READING PASSAGE:
_ _ _

CRMLN: Cholesterol Reference Method Laboratory Network
The Cholesterol Reference Method Laboratory Network (CRMLN) is a network of highly specialized laboratories that work directly with manufacturers and laboratories to assess the analytical accuracy and precision of their tests. CRMLN provides reference measurement services to laboratories for measuring total cholesterol (TC), HDL-cholesterol (HDL-C), LDL-cholesterol (LDL-C), and total glycerides (TG). CRMLN laboratories have to meet stringent analytical performance criteria to ensure their measurements are sufficiently accurate and precise for evaluating these tests.
Network laboratories assess tests produced by manufacturers and laboratories for their analytical accuracy and precision. Tests and laboratories meeting established criteria for accuracy and precision are considered “CDC-certified,” and sufficiently accurate and precise for use in patient care. Lists of the clinical diagnostic products that have been certified through this process are updated regularly.
The Food and Drug Administration (FDA) has recognized the value of CDC’s Standardization Programs and work performed through CRMLN, and encourages manufacturers to be standardized to CDC.
What is the goal of certification through CRMLN?
The goal of certification through CRMLN is to ensure that users of tests for HDL-C, LDL-C, TC and TG produce sufficiently accurate and precise measurement results. These results are comparable to those used to derive current medical decision points for use in patient care. Therefore, health care providers can compare their patients’ results to current clinical decision points to consistently evaluate their health status, regardless of the test system used.
What are the reference methods used by CRMLN?
The CDC Lipids Reference Laboratory (LRL) and CRMLN Member Laboratories perform reference measurement procedures for total cholesterol, total glycerides, HDL-Cholesterol and LDL-cholesterol using traditional spectroscopic methods as well as new mass spectrometric methods. Current clinical decision points come from reference methods that used certain spectrophotometric measurements, an old form of measurement technology. New clinical decision points are being developed using newer mass spectrometry-based reference methods. Because old and new methods are currently in use, CDC’s CRMLN certification programs offers evaluations and certifications for both.
Why does standardization using CRMLN require single-donor sera?
CDC’s manufacturer certification program is unique because it uses unmodified, high quality serum samples for evaluating the analytical accuracy and precision of commercial tests. This allows analytical performance assessment with sera similar to those used in patient care settings. The use of such sera is required because modified sera, such as those that are pooled or otherwise modified, can introduce so-called ‘matrix effects.’ These matrix effects can lead to incorrect conclusions about the accuracy of a test.
Is there a difference between certifying manufacturers and clinical laboratories?
There are two certification programs available for blood lipids: one is intended for manufacturers of tests (manufacturer certification); and the second for laboratory-developed tests, or laboratories with analytical systems not certified by the manufacturer (laboratory certification). However, any laboratory may participate in either laboratory certification program.
How are participants evaluated?
As part of the certification process, the accuracy and precision of tests for TC, HDL-C, LDL-C and TGs are compared to predefined analytical performance criteria. Comparison is performed following established protocols, such as those published by the Clinical and Laboratory Standards Institute.
Use of trade names is for identification only and does not constitute endorsement by the CDC or the U.S. Department of Health and Human Services.

_ _ _

INFORMATION:
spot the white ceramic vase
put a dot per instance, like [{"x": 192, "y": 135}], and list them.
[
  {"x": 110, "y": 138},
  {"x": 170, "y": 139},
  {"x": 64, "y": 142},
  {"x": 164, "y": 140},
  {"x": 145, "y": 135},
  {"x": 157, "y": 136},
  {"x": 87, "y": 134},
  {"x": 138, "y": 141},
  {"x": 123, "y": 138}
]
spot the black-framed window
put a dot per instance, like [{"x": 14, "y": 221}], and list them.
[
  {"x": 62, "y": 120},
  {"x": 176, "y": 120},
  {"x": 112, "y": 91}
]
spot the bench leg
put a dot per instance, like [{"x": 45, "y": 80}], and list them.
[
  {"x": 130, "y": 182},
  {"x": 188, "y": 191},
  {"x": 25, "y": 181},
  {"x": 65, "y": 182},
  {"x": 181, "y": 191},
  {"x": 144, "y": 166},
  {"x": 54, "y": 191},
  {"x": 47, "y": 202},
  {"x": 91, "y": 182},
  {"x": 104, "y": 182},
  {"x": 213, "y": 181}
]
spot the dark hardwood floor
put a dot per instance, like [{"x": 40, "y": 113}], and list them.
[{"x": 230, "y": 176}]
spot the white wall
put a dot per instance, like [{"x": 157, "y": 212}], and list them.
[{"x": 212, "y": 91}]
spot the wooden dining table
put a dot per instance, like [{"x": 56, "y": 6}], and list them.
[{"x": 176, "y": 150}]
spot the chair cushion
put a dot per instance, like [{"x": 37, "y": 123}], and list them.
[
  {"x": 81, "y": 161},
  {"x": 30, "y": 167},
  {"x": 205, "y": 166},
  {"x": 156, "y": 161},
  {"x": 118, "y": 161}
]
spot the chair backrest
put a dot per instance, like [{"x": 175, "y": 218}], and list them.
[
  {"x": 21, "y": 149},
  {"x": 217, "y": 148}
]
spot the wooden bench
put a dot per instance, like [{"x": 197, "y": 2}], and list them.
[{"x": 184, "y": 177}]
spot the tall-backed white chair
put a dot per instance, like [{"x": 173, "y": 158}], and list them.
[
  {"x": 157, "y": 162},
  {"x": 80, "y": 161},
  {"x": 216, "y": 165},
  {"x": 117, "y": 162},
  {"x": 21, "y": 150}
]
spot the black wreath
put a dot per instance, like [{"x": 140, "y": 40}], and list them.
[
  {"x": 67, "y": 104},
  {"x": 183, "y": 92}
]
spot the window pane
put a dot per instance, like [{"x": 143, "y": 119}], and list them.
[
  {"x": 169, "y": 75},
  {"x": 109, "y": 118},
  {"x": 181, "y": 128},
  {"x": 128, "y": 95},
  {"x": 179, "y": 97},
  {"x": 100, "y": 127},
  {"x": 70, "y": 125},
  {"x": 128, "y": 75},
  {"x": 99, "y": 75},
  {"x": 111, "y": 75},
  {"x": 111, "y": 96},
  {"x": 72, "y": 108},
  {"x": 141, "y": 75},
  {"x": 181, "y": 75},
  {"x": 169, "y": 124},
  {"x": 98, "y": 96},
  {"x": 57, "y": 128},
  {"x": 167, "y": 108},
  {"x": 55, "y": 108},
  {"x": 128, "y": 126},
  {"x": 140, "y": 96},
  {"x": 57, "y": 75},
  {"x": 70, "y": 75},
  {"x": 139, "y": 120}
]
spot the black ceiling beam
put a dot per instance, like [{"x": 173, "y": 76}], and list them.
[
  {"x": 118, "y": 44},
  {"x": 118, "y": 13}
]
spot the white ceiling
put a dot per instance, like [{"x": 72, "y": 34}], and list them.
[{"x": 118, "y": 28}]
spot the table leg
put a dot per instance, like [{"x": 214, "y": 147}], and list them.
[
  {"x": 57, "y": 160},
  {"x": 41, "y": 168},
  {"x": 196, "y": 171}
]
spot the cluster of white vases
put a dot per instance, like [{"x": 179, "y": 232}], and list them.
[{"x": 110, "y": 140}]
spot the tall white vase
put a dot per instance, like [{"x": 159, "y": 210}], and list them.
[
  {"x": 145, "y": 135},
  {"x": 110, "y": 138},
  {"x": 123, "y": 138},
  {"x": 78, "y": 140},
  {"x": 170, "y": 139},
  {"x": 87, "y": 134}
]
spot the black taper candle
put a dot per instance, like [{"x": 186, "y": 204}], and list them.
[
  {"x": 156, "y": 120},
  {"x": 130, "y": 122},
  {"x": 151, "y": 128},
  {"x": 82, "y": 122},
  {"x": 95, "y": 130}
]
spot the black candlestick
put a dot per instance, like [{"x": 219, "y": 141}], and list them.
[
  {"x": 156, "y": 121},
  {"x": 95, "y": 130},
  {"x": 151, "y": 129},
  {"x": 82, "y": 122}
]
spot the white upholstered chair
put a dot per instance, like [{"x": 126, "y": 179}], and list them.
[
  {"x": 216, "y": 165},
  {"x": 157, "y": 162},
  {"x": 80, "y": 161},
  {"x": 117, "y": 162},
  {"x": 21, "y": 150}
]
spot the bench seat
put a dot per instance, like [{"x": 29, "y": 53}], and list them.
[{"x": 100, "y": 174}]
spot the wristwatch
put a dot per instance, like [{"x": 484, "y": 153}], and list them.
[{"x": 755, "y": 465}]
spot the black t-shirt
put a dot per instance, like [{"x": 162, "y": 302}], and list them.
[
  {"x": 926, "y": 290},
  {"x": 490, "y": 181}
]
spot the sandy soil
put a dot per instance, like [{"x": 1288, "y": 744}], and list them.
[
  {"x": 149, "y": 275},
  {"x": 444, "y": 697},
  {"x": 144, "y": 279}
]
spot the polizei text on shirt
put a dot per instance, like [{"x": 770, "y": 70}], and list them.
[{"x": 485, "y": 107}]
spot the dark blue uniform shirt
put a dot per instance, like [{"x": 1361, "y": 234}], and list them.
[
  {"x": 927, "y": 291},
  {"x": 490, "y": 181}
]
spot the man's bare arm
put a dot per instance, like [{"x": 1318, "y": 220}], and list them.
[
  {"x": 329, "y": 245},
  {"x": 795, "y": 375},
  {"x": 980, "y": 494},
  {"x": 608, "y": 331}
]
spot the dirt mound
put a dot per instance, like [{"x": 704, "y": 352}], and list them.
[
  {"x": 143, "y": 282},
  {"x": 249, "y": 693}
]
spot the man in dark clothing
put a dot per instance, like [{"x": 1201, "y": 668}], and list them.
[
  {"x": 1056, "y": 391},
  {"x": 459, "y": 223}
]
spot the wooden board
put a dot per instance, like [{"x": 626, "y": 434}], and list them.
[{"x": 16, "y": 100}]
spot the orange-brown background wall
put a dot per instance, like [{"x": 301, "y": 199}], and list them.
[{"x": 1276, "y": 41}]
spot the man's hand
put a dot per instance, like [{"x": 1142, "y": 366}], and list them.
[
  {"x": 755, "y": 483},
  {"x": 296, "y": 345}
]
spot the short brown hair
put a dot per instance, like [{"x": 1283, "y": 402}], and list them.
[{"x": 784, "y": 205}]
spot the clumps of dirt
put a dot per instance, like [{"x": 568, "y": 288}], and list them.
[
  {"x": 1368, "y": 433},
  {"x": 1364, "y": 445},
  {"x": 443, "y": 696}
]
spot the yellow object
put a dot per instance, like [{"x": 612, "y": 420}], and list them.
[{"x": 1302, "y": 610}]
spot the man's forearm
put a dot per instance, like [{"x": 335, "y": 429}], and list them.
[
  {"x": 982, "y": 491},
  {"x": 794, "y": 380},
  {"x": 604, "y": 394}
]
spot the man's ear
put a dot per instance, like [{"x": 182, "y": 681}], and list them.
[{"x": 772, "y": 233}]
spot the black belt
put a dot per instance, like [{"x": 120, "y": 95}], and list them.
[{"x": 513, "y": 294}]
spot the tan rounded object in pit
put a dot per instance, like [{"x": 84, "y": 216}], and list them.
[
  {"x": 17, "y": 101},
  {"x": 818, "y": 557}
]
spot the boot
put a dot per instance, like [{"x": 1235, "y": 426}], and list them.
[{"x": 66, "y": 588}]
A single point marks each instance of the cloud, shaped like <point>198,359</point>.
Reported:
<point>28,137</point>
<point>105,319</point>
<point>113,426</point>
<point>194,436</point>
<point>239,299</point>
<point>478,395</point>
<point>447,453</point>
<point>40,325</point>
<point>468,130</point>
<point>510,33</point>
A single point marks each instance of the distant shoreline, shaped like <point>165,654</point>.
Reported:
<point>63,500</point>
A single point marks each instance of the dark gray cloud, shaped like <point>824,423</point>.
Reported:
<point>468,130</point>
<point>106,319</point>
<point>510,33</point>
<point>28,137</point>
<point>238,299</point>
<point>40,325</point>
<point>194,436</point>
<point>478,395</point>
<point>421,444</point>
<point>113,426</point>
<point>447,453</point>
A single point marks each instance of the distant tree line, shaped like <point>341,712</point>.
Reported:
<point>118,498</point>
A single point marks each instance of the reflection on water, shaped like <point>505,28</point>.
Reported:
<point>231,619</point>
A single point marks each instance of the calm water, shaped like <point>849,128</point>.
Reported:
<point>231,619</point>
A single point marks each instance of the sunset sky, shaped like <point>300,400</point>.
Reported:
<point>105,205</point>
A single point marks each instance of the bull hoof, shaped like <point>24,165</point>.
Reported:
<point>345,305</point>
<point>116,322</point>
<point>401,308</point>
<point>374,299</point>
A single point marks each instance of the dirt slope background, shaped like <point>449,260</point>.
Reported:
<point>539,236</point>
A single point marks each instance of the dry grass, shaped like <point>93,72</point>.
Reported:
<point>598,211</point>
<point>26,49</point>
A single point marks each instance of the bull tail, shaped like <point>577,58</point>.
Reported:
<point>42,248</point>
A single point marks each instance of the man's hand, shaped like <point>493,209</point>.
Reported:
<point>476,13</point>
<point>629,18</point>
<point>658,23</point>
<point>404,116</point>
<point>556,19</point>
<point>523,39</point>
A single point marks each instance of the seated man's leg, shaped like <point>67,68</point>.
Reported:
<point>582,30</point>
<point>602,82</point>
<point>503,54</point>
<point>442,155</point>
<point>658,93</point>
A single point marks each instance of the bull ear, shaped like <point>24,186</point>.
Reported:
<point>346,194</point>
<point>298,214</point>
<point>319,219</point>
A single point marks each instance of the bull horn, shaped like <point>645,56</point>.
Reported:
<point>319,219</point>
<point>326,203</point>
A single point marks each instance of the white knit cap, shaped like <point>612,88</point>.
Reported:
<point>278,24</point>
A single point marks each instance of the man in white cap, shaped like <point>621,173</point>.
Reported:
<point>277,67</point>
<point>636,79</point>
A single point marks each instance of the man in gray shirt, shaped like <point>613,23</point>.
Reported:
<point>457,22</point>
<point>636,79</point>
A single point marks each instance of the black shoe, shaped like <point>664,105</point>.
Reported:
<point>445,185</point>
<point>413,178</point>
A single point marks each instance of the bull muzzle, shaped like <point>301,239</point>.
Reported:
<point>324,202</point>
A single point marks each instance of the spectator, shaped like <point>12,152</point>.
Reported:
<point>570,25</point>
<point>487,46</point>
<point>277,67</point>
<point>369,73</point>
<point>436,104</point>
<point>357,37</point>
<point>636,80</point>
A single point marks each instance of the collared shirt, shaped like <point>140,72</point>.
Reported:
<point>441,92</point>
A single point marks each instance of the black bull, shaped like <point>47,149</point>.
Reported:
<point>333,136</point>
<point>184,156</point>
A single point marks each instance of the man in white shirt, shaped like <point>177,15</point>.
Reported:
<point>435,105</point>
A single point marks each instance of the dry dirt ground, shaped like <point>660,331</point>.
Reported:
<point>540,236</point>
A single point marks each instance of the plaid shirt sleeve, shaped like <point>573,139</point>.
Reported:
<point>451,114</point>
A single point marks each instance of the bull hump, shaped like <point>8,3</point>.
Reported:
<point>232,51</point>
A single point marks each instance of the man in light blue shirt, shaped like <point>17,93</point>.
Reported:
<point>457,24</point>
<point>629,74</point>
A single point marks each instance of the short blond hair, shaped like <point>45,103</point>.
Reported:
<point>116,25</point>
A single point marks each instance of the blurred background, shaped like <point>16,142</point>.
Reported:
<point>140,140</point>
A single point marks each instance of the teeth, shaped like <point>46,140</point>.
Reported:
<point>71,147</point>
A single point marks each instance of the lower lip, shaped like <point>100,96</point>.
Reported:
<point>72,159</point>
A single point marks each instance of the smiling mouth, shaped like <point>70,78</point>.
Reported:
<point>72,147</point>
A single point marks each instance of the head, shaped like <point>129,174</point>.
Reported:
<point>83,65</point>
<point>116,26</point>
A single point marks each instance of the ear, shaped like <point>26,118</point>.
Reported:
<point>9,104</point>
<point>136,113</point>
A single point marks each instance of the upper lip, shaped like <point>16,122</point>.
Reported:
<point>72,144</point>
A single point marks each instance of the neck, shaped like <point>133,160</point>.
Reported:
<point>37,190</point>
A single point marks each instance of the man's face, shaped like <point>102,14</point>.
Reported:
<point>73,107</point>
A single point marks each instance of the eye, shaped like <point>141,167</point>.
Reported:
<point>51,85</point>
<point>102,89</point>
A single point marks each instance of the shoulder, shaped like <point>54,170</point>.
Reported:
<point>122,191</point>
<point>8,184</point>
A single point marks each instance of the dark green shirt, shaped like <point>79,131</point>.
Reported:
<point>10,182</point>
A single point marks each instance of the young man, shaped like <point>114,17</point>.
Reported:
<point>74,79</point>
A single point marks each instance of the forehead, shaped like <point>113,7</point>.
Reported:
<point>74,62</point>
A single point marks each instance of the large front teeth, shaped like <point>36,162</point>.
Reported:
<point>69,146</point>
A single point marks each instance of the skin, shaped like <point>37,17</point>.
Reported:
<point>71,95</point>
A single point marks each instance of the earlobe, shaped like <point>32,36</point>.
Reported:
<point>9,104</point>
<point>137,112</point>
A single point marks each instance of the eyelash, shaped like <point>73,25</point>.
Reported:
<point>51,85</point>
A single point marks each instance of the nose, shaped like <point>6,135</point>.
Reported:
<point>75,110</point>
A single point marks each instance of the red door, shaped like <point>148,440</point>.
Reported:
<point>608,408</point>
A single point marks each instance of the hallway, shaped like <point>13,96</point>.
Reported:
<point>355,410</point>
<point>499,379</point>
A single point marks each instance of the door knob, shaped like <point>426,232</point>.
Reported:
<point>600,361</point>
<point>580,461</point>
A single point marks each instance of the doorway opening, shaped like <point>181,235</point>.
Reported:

_ _ _

Rewrite the stretch of the CRMLN page from "How are participants" through "Laboratory Standards Institute.", renaming "established protocols" as "standard protocols". The material above comes from a different source than the CRMLN page.

How are participants evaluated?
As part of the certification process, the accuracy and precision of tests for TC, HDL-C, LDL-C and TGs are compared to predefined analytical performance criteria. Comparison is performed following standard protocols, such as those published by the Clinical and Laboratory Standards Institute.